» **Exercise text**
Abstract

The vast majority of mitochondrial proteins are synthesized on cytosolic ribosomes in the form of precursor proteins and subsequently imported into mitochondria through the concerted action of the translocases present in the outer and the inner membrane. The TIM23 complex (translocase of the inner membrane) mediates translocation of precursor proteins across or their insertion into the mitochondrial inner membrane in a membrane potential and ATP-dependent manner. The TIM23 complex consists of eight essential subunits that can be assigned to two operationally defined parts: the membrane embedded protein conducting channel with the receptor and the import motor associated with the channel at the matrix side of the inner membrane. The present study was undertaken to gain insight into the dynamics of the TIM23 translocase during import of different types of preproteins. A previously uncharacterized protein component of the TIM23 translocase was identified and termed Tim21. Results presented in this study demonstrate that the TIM23 translocase switches between translocation mode that facilitates import of proteins into the matrix and insertion mode that allows lateral sorting of proteins into the lipid bilayer. The TIM23 translocase adopts different conformations in its various states of activity: when it was empty, when it inserted preproteins into the inner membrane and when it translocated preproteins targeted to the matrix. The interconversion of the TIM23 translocase between the functional states occurs primarily by conformational changes of the essential components, whereas non-essential components Tim21 and Pam17 are responsible for the fine tuning of these processes. A hypothesis that describes the behavior of the TIM23 translocase is presented.

» **Data records**
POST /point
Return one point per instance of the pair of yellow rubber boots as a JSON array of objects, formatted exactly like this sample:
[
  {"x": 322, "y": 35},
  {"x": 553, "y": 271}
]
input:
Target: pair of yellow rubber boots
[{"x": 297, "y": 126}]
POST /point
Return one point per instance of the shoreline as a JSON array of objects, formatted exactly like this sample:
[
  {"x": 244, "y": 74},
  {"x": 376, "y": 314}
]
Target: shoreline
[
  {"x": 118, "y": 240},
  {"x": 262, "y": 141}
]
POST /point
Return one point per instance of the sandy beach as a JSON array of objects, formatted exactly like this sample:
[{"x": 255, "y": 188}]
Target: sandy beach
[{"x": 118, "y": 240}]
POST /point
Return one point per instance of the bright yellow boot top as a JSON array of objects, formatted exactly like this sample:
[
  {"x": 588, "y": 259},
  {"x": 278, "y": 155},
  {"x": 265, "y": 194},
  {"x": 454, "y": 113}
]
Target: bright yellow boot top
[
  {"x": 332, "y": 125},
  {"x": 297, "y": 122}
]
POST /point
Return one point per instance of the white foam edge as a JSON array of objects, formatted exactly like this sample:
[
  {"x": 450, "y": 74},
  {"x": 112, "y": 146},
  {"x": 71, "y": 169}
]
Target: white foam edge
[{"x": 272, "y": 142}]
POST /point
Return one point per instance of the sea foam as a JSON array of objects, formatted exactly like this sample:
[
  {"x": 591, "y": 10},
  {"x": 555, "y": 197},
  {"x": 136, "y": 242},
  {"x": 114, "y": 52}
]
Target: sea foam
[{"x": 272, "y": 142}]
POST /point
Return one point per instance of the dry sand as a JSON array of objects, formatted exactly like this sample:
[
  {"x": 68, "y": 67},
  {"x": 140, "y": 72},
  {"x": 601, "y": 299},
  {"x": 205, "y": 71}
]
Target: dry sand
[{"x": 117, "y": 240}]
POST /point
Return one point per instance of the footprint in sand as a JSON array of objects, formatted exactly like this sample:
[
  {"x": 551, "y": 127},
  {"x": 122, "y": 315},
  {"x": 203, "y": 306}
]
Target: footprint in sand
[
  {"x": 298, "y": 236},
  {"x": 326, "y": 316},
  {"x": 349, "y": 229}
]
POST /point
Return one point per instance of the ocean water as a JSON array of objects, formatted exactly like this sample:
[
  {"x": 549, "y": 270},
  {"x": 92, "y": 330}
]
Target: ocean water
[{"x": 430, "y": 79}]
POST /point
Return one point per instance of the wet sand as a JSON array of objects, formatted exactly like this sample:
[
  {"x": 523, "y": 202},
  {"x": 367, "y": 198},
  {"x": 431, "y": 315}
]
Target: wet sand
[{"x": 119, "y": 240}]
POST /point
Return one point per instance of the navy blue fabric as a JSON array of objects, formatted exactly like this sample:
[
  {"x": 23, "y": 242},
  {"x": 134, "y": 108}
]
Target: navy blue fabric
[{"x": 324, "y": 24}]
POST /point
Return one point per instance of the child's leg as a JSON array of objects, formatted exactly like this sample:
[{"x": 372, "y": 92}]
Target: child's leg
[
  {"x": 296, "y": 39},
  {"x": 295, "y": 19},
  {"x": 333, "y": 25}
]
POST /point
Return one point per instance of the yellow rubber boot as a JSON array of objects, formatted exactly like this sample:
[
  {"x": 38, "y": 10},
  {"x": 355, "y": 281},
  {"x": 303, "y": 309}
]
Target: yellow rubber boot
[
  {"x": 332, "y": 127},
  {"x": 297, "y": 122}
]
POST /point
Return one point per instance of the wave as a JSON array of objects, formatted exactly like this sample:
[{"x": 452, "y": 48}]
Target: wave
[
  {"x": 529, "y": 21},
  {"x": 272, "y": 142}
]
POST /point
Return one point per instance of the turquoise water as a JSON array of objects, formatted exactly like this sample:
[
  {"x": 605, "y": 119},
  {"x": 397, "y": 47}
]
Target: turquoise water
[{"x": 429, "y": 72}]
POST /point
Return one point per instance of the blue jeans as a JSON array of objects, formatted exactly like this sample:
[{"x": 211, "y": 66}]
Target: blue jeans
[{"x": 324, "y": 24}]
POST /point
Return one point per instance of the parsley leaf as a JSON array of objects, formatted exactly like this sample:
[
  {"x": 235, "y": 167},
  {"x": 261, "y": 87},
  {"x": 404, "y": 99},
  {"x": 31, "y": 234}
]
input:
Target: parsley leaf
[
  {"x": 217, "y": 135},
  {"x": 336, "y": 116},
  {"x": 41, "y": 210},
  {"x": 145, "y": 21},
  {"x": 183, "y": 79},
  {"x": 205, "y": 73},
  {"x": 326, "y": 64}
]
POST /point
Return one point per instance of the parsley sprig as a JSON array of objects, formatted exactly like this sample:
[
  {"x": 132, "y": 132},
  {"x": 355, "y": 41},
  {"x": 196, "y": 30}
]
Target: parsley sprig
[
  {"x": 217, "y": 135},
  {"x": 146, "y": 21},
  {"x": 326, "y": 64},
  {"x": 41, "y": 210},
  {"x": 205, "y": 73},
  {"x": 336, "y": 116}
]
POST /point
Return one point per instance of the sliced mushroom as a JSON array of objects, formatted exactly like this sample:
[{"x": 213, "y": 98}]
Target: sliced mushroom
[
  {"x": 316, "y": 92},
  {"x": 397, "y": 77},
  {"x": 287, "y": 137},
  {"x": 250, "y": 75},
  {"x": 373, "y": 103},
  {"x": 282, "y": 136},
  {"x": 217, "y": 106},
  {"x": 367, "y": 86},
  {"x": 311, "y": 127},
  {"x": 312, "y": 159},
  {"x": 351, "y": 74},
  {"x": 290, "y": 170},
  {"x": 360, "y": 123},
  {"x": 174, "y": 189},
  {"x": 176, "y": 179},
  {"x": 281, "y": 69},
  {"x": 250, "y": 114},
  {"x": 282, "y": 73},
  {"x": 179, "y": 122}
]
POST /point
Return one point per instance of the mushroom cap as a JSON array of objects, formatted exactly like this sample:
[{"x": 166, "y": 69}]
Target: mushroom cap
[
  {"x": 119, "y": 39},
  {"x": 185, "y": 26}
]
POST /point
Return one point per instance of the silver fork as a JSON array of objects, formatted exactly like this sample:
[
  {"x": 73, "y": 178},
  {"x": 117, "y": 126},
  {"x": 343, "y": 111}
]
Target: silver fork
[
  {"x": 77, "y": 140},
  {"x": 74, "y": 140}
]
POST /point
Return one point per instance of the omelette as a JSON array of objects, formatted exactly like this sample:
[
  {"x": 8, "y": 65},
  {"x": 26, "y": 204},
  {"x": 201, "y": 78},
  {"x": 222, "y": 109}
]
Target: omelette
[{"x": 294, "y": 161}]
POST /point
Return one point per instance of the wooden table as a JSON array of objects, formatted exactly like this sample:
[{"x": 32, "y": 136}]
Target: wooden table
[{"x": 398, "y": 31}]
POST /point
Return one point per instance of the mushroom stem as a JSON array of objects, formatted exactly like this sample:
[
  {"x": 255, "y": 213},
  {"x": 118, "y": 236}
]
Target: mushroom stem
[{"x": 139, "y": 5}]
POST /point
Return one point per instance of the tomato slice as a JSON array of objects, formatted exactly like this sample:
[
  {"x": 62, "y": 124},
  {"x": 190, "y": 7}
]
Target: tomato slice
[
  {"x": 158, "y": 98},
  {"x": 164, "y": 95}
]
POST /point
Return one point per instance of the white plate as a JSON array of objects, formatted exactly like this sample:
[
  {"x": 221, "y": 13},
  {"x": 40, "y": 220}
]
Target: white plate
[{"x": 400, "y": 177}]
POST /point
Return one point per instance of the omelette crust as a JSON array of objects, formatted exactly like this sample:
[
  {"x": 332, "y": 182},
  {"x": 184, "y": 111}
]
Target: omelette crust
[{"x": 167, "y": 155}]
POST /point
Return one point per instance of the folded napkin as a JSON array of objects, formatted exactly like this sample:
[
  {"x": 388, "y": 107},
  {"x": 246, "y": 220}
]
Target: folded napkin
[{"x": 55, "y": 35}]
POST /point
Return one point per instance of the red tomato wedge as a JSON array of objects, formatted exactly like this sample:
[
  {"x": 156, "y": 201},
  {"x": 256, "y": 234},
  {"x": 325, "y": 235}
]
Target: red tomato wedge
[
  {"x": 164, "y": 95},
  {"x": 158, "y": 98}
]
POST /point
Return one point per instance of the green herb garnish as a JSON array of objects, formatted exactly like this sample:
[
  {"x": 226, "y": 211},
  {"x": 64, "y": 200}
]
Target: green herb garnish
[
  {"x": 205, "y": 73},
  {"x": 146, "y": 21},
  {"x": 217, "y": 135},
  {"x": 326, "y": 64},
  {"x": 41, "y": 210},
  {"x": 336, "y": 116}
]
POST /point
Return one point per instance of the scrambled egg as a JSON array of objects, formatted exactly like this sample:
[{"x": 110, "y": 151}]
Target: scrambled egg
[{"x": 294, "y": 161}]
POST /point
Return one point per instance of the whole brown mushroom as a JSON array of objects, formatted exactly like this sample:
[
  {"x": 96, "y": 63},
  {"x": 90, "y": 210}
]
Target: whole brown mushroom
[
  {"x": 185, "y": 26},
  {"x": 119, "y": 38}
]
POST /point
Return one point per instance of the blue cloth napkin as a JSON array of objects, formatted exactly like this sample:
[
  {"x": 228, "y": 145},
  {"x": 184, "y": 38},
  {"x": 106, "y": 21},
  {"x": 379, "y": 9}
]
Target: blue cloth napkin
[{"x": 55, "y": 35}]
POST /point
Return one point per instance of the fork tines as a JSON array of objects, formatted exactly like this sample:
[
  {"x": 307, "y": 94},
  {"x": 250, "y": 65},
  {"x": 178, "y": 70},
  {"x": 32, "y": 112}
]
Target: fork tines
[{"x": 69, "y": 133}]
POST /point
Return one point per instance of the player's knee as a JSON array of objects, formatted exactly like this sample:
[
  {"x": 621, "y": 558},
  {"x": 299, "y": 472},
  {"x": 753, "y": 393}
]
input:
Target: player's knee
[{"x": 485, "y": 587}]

» **Work to complete**
A: Rewrite the abstract's paragraph beginning "The vast majority of mitochondrial proteins" as a short bulleted list that keeps its main facts.
B: List every state of activity in which, according to the abstract, the TIM23 translocase adopts a different conformation.
The records play no part in this exercise.

» **Solution list**
A:
- Most mitochondrial proteins are made as precursors on cytosolic ribosomes and then imported into mitochondria by translocases in the outer and inner membranes.
- The TIM23 complex moves precursors across the inner membrane or inserts them into it, in a way that depends on membrane potential and ATP.
- It has eight essential subunits in two parts: the membrane-embedded channel with the receptor, and the import motor at the matrix side of the inner membrane.
- The study looked at how TIM23 behaves during import of different types of preproteins.
- A previously uncharacterized component was identified and named Tim21.
- TIM23 switches between a translocation mode, which imports proteins into the matrix, and an insertion mode, which sorts proteins laterally into the lipid bilayer.
- It takes different conformations when empty, when inserting preproteins into the inner membrane, and when translocating preproteins targeted to the matrix.
- Changes between these states come mainly from conformational changes of the essential components. The non-essential components Tim21 and Pam17 fine-tune these processes.
- A hypothesis describing how TIM23 behaves is presented.

B:
- When it is empty
- When it inserts preproteins into the inner membrane
- When it translocates preproteins targeted to the matrix